== What you should do ==
According to the review of Rebecca Goss's Girl, what is the title of the collection's opening poem?

== Exercise passage ==
-*-*-
RACHEL BOWER
Review
Rebecca Goss, Girl (Carcanet/ Northern House, 2019)
Rebecca Goss’s Girl sparks with light, electricity, bodies. This collection of spare, precise poems, characterised by Goss’s distinctive control of her material, not only explores what it is to be ‘girl’, but what it is to be bodily; to be in relation; to be alive. It is a book of freckles, knuckles, the curve of the body in water. It is also a book about relationships: between mothers and daughters, between lovers, sisters, friends, and between older and younger selves. These relationships, however, are not softly lit. The opening poem, ‘The Lightning’, introduces us to the mother, struck by lightning, ‘mouth spitting rods of light’. The book is bursting with light: ‘fiery’ whispers and ‘fingers trailing sparks’, bright celestial objects, bulbs popping their filaments, hooks fizzing on the grille of the dodgems.
-*-*-
Stored data entries:
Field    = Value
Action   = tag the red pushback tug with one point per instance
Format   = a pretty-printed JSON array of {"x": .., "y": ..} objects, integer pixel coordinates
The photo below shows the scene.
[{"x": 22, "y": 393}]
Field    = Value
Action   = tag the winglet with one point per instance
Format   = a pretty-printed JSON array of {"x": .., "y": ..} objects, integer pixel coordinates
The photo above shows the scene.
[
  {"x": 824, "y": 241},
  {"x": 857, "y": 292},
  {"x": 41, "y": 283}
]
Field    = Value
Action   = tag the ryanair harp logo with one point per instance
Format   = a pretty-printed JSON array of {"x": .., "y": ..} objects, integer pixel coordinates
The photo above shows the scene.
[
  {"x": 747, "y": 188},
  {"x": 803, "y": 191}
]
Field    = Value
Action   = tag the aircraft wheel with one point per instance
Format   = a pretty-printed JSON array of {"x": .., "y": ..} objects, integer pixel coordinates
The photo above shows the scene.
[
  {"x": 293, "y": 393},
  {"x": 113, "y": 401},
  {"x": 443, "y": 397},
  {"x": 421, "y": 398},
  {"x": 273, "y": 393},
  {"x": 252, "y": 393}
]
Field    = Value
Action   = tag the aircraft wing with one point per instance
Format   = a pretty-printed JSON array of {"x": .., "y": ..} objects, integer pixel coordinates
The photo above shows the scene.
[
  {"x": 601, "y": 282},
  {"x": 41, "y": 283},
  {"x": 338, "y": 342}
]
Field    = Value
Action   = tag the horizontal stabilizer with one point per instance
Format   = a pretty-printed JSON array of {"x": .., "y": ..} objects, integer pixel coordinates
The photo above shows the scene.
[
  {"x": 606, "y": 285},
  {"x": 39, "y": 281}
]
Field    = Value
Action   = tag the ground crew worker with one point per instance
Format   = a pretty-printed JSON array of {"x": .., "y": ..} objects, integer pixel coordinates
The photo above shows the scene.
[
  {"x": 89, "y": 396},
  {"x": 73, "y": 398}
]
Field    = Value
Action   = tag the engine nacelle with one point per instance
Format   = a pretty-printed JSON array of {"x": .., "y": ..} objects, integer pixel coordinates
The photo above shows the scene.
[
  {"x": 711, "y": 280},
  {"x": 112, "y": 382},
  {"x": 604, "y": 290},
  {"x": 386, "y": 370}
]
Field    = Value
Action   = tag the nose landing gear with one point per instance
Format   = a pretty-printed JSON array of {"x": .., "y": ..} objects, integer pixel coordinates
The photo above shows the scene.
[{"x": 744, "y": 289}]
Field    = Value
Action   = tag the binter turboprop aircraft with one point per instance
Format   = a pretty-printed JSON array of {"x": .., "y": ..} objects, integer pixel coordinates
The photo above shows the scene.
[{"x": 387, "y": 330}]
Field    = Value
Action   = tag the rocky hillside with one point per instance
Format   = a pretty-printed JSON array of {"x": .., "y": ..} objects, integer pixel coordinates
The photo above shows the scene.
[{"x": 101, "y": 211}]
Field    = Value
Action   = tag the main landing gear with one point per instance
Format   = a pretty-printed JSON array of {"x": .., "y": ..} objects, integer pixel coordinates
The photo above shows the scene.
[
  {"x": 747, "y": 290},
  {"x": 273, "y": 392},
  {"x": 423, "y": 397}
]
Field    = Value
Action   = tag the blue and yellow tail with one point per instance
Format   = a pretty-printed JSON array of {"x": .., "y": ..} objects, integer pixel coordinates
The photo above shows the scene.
-*-*-
== Output of the exercise ==
‘The Lightning’